* [AIM]: State how many lines in the records below contain the string "holding", treating uppercase and lowercase as different. Reply with the number alone.
____ DATASET ENTRIES
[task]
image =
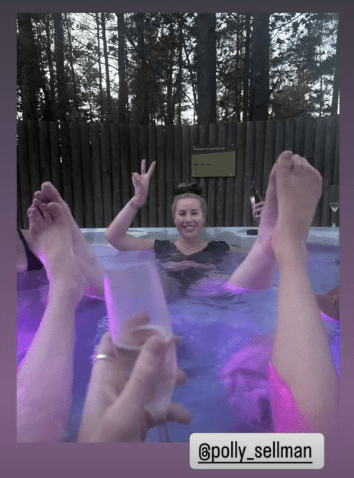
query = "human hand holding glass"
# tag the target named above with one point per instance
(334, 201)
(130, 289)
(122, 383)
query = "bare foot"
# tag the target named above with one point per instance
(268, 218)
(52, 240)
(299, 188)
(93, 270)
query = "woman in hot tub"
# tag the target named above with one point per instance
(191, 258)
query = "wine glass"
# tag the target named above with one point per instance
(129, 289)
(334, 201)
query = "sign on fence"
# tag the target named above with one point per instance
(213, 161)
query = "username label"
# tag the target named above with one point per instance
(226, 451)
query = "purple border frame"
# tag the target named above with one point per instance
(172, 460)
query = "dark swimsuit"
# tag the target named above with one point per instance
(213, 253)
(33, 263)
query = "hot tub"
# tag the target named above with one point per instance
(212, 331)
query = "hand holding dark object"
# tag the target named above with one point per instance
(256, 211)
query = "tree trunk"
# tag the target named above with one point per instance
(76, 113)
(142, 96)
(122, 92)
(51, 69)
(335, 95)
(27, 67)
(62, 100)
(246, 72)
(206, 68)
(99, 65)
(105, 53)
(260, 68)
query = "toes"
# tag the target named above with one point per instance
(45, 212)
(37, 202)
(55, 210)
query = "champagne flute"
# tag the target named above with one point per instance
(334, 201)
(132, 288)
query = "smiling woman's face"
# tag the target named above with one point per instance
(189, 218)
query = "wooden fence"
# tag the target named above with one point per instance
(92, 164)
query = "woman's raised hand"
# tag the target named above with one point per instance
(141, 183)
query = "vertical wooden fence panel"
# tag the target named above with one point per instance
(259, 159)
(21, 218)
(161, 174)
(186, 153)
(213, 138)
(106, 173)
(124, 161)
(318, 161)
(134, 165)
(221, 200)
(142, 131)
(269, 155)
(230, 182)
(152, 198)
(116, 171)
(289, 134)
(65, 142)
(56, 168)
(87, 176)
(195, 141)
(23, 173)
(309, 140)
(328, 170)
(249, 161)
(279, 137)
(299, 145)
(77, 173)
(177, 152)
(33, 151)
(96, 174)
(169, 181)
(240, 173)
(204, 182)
________
____ DATASET ENTRIES
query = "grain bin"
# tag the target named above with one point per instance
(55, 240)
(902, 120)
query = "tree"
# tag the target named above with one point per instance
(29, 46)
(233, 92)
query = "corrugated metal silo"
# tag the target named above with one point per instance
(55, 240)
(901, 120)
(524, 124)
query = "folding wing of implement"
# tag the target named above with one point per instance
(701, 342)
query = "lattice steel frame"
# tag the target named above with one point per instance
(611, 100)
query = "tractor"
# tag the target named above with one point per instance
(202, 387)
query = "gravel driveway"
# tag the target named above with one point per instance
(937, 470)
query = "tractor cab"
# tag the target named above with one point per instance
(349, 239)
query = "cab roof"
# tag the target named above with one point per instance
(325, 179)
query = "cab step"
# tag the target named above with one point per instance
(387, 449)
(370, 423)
________
____ DATASET ENTRIES
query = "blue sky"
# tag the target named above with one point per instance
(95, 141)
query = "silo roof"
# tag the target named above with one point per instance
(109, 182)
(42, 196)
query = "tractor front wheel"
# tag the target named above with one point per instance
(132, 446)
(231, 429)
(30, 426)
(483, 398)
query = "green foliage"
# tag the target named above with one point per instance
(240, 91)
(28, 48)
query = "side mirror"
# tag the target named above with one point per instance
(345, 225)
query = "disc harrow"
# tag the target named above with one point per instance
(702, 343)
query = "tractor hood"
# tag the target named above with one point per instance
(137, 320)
________
* [RESPONSE BELOW]: 2